• _PROBLEM STATEMENT_
Please quote, word for word, everything from the start of the listing down through the line containing "Where the rings".
--- Start of STORED ROWS ---
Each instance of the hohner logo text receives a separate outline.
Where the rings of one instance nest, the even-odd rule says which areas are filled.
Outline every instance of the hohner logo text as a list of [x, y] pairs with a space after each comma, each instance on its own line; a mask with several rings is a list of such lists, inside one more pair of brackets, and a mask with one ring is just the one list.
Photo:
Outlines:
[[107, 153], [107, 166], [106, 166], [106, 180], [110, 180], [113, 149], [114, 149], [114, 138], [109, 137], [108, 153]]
--- End of STORED ROWS ---
• _TASK RESPONSE_
Each instance of the hohner logo text receives a separate outline.
Where the rings of one instance nest, the even-odd rule says which areas are filled.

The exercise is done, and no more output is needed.